#### THE RECORDS:
%%

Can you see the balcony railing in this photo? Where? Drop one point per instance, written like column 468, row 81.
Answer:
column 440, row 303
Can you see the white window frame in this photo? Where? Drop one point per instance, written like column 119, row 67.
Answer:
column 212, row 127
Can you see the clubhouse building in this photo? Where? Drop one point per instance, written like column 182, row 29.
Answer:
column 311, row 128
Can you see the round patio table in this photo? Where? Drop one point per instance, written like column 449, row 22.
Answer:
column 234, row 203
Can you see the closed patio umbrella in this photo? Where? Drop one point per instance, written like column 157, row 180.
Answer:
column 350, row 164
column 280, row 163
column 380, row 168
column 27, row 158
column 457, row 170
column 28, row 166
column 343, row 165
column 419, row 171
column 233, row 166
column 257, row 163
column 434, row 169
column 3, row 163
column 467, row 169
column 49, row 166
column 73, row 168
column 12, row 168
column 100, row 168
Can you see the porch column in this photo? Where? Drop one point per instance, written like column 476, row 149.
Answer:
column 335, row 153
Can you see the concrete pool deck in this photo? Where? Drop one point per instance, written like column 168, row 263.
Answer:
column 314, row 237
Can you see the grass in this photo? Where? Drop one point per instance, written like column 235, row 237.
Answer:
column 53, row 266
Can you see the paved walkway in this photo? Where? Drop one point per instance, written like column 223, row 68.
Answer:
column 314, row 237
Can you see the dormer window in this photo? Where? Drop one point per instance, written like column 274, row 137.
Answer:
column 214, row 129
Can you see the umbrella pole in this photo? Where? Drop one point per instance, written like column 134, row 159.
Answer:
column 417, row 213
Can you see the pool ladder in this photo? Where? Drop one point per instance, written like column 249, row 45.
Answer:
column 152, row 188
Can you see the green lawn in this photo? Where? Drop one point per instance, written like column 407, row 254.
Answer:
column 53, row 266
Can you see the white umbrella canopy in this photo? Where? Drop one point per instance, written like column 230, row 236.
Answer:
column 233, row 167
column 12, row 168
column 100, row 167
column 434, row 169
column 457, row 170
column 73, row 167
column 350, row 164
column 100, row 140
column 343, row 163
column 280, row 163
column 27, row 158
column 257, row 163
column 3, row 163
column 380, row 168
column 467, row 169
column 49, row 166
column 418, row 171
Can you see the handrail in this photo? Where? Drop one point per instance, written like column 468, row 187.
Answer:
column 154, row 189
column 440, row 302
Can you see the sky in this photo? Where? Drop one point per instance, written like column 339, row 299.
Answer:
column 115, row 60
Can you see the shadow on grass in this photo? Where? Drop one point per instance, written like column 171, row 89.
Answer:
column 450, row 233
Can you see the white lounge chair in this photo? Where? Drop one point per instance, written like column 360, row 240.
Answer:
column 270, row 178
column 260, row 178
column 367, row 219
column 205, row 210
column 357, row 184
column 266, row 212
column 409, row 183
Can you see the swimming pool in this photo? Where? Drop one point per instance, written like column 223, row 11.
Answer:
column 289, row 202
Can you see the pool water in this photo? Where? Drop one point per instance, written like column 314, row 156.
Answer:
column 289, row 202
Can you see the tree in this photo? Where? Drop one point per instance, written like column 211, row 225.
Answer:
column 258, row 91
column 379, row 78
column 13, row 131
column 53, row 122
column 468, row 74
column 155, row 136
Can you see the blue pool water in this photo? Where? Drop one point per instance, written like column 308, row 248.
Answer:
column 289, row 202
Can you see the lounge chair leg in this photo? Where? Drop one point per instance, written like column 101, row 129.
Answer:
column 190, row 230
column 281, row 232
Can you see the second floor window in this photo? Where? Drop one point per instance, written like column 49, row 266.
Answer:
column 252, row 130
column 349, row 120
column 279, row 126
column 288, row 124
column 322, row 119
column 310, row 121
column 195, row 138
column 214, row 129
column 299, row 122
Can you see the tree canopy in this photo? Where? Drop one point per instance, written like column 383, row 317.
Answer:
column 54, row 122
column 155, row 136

%%

#### WHAT THE EXERCISE ASKS:
Across the entries above, find the lines with the string "white" and copy them.

#### RESPONSE TO THIS TASK:
Can you see the white window frame in this photo? Where? Drop one point per instance, written like column 119, row 67.
Can you see the white umbrella canopy in this photo? Where? Drop one point per instance, written like column 230, row 236.
Can you see the white lounge chair in this photo? Where? Drop one point per instance, written like column 360, row 240.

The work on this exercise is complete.